### REQUIREMENTS
Lay out the items below as a numbered list, starting at the line containing "task: segment the green stem" and ending at the line containing "[[[89,149],[89,138],[86,139],[86,151]]]", with both of those lines included. Leave out any blank lines and include no other items.

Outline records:
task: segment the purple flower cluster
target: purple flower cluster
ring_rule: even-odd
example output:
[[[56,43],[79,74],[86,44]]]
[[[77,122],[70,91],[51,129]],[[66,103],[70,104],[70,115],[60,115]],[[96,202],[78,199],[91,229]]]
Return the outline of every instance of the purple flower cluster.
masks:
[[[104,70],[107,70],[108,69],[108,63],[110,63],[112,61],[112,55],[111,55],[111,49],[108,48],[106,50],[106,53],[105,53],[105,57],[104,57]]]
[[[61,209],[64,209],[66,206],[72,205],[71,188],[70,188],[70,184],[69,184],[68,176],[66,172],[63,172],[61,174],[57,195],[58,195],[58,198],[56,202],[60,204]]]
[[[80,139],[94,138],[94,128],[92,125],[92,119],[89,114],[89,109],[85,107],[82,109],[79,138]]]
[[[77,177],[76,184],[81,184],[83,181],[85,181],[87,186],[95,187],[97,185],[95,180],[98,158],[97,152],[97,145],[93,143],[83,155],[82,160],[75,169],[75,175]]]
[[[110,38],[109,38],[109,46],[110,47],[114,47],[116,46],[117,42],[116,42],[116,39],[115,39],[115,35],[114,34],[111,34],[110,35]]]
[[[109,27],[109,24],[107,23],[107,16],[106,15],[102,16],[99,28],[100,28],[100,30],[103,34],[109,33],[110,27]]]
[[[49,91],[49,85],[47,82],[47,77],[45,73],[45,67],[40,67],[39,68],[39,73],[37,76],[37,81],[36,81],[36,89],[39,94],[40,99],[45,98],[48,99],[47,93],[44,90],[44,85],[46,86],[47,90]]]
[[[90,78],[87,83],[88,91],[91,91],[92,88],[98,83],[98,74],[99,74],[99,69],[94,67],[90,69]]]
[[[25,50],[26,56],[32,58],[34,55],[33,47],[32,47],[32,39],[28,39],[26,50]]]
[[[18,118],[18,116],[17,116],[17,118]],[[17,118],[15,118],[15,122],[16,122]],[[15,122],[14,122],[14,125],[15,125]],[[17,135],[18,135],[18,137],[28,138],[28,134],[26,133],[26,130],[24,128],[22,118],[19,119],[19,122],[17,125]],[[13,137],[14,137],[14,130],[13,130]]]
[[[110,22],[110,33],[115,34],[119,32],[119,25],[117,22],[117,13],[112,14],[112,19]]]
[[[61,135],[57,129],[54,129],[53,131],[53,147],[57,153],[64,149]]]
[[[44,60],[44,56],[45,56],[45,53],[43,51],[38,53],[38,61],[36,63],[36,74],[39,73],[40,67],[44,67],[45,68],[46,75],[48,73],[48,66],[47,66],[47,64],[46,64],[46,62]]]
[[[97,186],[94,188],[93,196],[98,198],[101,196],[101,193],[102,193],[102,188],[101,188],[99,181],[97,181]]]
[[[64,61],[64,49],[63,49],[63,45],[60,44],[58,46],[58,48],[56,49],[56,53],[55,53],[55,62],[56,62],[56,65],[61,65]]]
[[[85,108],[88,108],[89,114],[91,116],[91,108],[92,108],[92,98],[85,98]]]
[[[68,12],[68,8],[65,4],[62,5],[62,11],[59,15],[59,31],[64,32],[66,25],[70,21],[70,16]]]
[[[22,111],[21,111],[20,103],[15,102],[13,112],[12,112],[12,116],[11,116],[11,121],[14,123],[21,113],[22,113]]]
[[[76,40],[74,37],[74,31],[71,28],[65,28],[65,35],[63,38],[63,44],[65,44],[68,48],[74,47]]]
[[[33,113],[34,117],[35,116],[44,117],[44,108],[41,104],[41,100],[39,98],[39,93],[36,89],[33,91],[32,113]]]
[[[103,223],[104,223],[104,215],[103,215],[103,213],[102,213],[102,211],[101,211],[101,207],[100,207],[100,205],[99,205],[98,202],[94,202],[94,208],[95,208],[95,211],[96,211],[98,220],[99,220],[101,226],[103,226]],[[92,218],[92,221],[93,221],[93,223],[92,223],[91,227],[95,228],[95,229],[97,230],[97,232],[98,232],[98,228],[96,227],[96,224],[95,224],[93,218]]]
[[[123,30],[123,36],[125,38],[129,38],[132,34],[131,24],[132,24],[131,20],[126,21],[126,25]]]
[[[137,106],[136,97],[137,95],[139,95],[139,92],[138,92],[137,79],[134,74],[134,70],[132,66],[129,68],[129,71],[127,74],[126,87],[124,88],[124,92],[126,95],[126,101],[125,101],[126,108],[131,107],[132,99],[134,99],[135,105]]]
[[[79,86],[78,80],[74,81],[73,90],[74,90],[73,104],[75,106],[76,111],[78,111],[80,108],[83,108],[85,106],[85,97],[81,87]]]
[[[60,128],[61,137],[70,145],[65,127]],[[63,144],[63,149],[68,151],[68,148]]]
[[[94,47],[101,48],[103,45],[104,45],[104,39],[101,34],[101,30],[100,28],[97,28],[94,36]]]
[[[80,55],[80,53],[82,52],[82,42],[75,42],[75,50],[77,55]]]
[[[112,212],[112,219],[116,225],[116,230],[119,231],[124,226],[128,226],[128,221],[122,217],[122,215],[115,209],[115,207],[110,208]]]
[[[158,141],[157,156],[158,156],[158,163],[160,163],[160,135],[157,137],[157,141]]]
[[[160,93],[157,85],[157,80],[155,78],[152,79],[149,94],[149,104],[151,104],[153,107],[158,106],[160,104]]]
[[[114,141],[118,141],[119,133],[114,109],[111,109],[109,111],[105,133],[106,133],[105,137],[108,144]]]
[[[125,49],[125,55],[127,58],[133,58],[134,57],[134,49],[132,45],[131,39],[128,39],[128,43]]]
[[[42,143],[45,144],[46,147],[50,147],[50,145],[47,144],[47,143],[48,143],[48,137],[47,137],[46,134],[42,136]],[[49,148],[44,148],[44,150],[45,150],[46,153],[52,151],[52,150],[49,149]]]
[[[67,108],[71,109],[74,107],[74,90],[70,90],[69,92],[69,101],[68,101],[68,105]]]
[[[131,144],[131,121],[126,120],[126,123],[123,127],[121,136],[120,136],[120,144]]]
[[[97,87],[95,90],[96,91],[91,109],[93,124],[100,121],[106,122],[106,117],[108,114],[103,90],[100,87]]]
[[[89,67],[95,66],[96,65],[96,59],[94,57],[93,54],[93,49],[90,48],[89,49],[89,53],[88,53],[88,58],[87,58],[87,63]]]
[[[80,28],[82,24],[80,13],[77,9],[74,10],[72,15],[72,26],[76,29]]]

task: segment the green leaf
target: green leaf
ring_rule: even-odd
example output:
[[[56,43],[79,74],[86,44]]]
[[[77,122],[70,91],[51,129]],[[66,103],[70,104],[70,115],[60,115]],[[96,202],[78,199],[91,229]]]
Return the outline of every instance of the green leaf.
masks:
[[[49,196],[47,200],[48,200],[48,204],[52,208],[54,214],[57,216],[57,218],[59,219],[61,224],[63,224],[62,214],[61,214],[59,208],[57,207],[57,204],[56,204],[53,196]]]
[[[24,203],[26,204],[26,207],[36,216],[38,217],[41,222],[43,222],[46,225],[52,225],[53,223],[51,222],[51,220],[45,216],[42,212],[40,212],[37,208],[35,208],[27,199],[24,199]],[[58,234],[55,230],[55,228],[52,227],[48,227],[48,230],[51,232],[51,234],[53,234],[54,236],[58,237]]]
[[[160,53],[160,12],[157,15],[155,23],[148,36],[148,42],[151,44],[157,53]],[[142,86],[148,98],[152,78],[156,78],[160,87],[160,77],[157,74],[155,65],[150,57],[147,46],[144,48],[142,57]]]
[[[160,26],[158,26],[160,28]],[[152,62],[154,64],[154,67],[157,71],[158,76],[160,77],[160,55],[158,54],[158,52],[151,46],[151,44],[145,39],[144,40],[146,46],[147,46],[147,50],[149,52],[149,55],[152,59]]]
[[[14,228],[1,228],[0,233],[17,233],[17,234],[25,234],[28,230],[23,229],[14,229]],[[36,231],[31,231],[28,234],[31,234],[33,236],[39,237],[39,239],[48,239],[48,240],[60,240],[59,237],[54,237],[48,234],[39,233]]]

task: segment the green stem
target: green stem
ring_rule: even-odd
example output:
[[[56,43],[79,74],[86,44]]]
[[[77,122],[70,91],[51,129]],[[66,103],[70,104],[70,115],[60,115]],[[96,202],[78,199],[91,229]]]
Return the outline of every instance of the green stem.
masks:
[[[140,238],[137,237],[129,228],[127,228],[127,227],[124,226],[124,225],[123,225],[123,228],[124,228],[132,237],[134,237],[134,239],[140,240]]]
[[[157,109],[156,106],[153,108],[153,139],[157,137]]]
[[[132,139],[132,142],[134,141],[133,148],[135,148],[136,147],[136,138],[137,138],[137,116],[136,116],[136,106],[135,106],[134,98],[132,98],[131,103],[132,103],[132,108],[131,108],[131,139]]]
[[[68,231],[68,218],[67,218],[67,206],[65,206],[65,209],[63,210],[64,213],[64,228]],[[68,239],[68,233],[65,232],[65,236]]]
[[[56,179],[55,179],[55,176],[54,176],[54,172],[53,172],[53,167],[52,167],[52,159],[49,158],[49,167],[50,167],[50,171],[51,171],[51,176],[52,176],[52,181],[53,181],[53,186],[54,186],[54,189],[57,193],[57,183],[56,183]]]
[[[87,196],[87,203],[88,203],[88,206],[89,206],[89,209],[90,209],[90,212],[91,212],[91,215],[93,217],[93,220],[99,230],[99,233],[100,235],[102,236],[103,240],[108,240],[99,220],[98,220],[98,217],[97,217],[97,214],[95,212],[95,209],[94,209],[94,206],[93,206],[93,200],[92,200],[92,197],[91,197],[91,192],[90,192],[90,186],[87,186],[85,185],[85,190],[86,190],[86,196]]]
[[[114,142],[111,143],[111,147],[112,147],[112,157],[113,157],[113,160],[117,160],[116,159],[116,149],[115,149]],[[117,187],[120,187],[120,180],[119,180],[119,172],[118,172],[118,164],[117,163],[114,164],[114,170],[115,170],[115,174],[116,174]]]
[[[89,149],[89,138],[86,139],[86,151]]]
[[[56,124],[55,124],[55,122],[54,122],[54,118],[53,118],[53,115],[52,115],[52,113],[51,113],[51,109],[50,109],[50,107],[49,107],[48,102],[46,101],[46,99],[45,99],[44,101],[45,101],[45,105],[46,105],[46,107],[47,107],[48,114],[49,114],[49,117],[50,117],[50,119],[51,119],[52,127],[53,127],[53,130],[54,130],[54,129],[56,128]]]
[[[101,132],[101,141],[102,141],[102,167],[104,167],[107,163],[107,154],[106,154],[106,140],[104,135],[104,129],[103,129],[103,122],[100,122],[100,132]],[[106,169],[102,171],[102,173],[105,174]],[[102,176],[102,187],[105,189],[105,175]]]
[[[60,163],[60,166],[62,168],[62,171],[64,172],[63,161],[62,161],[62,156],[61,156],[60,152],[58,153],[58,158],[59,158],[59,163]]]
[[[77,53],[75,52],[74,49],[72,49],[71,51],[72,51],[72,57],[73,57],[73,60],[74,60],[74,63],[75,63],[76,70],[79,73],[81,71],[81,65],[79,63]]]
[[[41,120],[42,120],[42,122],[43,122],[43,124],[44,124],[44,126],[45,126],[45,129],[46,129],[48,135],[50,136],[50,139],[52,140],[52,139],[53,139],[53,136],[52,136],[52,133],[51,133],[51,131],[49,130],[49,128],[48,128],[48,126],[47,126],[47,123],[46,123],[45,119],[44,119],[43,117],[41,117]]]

### RESPONSE TO THIS EXERCISE
1. task: segment the green stem
2. target: green stem
3. ring_rule: even-odd
4. example output:
5. [[[56,43],[79,74],[86,44]]]
6. [[[77,122],[70,91],[51,129]],[[66,103],[70,104],[70,115],[60,115]],[[96,202],[78,199],[91,229]]]
7. Return the outline of every instance of the green stem.
8. masks:
9. [[[140,238],[137,237],[129,228],[127,228],[127,227],[124,226],[124,225],[123,225],[123,228],[124,228],[132,237],[134,237],[134,239],[140,240]]]
10. [[[157,109],[156,106],[153,108],[153,139],[157,137]]]
11. [[[132,139],[132,142],[134,141],[133,148],[135,148],[136,147],[136,138],[137,138],[137,116],[136,116],[136,106],[135,106],[134,98],[132,98],[131,103],[132,103],[132,108],[131,108],[131,139]]]
12. [[[68,231],[68,218],[67,218],[67,206],[65,206],[65,209],[63,210],[64,213],[64,228]],[[68,239],[68,233],[65,232],[65,236]]]
13. [[[56,179],[55,179],[55,176],[54,176],[54,172],[53,172],[53,167],[52,167],[52,159],[49,158],[49,167],[50,167],[50,171],[51,171],[51,176],[52,176],[52,181],[53,181],[53,186],[54,186],[54,189],[57,193],[57,183],[56,183]]]
14. [[[87,196],[87,203],[88,203],[88,206],[89,206],[89,209],[90,209],[90,212],[91,212],[91,215],[93,217],[93,220],[99,230],[99,233],[100,235],[102,236],[103,240],[108,240],[99,220],[98,220],[98,217],[97,217],[97,214],[95,212],[95,209],[94,209],[94,206],[93,206],[93,200],[92,200],[92,197],[91,197],[91,192],[90,192],[90,186],[87,186],[85,185],[85,190],[86,190],[86,196]]]
15. [[[114,142],[111,143],[111,147],[112,147],[112,157],[113,157],[113,160],[117,160],[116,159],[116,149],[115,149]],[[117,187],[120,187],[120,180],[119,180],[119,172],[118,172],[118,164],[117,163],[114,164],[114,170],[115,170],[115,174],[116,174]]]
16. [[[89,149],[89,138],[86,139],[86,151]]]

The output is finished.